EXERCISE DETAILS. Count every line of these entries that holds the word "white", and reply with the number only.

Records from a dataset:
========
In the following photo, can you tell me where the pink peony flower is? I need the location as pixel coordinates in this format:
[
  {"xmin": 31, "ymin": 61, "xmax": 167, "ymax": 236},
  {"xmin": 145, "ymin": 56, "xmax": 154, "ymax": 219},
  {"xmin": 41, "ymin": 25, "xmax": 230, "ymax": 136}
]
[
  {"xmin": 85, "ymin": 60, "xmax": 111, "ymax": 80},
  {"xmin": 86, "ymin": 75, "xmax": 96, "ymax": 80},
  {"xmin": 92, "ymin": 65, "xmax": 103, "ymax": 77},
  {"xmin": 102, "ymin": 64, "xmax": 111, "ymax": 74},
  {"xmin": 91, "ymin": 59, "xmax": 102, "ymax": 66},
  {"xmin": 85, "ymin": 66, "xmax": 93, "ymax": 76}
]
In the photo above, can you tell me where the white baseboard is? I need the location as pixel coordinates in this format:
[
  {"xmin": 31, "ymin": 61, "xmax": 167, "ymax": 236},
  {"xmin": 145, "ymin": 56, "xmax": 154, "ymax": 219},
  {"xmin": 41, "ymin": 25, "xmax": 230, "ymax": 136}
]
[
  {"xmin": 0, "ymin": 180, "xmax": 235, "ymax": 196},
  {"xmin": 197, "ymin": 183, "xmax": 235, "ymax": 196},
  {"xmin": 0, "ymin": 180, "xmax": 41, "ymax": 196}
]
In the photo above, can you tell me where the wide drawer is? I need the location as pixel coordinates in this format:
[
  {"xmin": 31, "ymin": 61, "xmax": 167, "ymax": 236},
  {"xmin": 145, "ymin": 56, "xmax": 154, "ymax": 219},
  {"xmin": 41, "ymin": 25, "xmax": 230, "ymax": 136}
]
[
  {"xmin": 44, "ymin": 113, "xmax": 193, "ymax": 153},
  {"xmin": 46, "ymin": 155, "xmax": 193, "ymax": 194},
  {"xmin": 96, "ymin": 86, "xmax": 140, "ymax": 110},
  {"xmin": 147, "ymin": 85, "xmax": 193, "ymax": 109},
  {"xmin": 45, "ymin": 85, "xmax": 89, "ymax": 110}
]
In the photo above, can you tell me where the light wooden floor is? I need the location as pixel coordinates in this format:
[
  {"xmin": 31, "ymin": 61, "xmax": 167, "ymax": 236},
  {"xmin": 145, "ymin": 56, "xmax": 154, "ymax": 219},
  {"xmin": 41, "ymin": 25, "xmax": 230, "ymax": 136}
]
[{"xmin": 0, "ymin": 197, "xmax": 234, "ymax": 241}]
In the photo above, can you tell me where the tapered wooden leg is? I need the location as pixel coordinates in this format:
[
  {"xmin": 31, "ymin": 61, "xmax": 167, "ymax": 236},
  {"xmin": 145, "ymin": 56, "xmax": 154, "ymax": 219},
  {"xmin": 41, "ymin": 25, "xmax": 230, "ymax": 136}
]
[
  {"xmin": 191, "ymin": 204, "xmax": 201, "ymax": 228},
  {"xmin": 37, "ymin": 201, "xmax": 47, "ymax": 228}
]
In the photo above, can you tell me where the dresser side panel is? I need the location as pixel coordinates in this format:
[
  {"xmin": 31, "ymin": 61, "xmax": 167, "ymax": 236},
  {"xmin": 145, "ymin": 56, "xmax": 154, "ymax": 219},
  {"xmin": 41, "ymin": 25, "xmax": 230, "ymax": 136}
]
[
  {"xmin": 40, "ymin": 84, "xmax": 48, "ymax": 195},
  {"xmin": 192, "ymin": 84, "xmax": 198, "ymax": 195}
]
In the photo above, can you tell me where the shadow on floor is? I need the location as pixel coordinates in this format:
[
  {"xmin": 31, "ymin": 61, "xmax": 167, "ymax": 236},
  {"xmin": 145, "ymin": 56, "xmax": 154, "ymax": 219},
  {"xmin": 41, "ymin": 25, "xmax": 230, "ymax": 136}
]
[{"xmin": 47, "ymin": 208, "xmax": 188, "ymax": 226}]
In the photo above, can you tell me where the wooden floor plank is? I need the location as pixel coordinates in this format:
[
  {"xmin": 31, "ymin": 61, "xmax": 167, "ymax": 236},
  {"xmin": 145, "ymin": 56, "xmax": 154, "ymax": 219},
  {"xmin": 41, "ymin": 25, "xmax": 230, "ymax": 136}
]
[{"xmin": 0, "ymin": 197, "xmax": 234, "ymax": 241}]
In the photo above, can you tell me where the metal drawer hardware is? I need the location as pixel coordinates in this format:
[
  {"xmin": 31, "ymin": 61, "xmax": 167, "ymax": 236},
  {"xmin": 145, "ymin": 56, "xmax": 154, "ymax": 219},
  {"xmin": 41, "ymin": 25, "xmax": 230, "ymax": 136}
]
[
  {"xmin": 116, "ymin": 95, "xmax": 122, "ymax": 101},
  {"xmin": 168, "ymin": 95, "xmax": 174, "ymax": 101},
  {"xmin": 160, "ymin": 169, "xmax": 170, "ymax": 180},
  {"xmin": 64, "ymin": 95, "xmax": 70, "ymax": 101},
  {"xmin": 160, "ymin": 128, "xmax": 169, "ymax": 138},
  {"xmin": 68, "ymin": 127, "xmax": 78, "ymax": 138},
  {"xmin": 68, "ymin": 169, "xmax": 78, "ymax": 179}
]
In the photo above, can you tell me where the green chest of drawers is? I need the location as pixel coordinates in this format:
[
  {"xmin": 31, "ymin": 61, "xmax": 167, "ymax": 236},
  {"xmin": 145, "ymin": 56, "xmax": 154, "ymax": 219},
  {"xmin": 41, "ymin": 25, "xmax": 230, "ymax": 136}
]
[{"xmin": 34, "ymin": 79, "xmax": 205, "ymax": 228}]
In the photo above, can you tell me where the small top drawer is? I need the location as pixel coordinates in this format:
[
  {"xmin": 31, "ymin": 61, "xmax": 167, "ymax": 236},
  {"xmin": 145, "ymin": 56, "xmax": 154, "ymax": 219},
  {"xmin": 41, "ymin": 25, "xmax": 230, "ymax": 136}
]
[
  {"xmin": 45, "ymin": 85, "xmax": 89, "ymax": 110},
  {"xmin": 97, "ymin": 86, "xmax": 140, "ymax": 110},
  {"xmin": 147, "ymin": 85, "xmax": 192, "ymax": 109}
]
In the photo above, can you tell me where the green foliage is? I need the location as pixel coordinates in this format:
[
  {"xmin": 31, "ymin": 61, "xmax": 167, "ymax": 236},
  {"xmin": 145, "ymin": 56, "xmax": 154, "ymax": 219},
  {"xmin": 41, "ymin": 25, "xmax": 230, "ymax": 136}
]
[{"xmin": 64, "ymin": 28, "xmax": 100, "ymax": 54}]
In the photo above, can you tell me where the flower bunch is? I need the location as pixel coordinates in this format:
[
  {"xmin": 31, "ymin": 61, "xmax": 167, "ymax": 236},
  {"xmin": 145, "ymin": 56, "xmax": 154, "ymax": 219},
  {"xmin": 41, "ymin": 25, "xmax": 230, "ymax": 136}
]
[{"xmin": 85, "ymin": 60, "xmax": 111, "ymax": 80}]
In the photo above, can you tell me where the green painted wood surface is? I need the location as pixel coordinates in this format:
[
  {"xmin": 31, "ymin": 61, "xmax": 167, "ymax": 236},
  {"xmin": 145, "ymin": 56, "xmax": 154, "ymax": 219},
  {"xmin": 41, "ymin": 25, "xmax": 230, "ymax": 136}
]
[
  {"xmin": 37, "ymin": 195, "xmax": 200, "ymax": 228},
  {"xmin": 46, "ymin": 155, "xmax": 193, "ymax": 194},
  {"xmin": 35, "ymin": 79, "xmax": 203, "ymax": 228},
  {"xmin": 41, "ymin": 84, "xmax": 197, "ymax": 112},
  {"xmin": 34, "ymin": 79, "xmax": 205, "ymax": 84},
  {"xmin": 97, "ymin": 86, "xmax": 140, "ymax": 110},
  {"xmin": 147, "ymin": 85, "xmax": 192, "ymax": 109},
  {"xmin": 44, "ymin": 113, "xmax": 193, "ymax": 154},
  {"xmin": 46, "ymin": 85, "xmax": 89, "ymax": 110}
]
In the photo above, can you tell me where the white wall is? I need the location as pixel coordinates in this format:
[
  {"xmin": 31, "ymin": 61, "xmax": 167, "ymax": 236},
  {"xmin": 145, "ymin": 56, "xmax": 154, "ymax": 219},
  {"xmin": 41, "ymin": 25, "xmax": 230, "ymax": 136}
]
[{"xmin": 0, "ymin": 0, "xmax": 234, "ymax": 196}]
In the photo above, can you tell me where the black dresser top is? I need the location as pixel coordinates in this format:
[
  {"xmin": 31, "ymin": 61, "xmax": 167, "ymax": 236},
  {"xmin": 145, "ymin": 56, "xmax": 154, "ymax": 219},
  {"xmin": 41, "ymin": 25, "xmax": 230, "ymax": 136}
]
========
WORKED SOLUTION. 2